- **Task details**:
Repeat the lines below exactly as they appear, but leave out the images.

──────── Material shown ────────

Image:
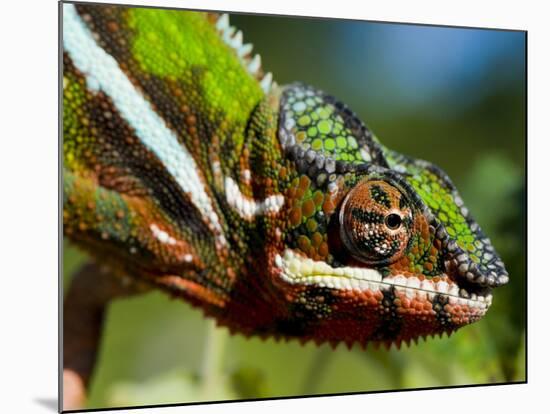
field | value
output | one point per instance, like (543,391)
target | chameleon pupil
(393,221)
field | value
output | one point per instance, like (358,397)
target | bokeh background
(453,96)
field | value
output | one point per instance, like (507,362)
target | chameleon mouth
(299,270)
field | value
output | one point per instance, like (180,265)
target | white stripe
(247,207)
(103,73)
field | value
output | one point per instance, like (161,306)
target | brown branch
(91,290)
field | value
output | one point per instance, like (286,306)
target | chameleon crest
(272,208)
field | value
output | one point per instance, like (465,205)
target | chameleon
(273,208)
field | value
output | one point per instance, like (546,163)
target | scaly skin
(273,209)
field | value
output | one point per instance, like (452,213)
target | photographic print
(263,206)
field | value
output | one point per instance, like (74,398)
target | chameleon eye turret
(375,222)
(272,208)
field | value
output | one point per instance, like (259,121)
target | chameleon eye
(375,220)
(393,221)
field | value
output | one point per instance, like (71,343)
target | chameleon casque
(272,208)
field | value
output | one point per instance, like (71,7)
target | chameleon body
(272,208)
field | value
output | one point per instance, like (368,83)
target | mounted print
(340,208)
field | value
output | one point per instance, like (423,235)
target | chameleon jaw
(299,270)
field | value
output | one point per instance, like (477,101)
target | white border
(28,207)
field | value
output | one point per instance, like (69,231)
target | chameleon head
(388,252)
(375,221)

────────

- **Written solution**:
Image:
field | value
output | one point per instance, like (543,391)
target | chameleon pupil
(393,221)
field | value
output | one point per instance, like (358,397)
target | bokeh background
(453,96)
field | value
output | one point per instance, like (507,362)
target | chameleon mouth
(299,270)
field | value
output | one point per instance, like (180,265)
target | white stripe
(247,207)
(103,73)
field | value
output | one point per instance, like (161,306)
target | brown branch
(91,290)
field | value
output | one point per instance, like (286,306)
target | chameleon crest
(272,208)
field | value
output | one point per instance, like (465,205)
target | chameleon
(273,208)
field | value
output | one point per instance, like (546,163)
target | scaly skin
(273,209)
field | value
output | one point per instance, like (452,213)
target | photographic print
(263,206)
field | value
output | one point per instance, like (74,398)
target | chameleon eye turret
(375,222)
(272,208)
field | value
output | one point per instance, like (259,121)
target | chameleon eye
(375,220)
(393,221)
field | value
output | one point per instance, like (71,343)
target | chameleon casque
(272,208)
field | value
output | one point per instance, like (71,7)
target | chameleon body
(272,208)
field | value
output | one point per instance, like (368,83)
target | mounted print
(340,208)
field | value
output | one point per instance, like (423,235)
target | chameleon jaw
(299,270)
field | value
output | one point per instance, like (477,101)
target | white border
(28,207)
field | value
output | one point per instance, like (69,231)
target | chameleon head
(388,252)
(375,221)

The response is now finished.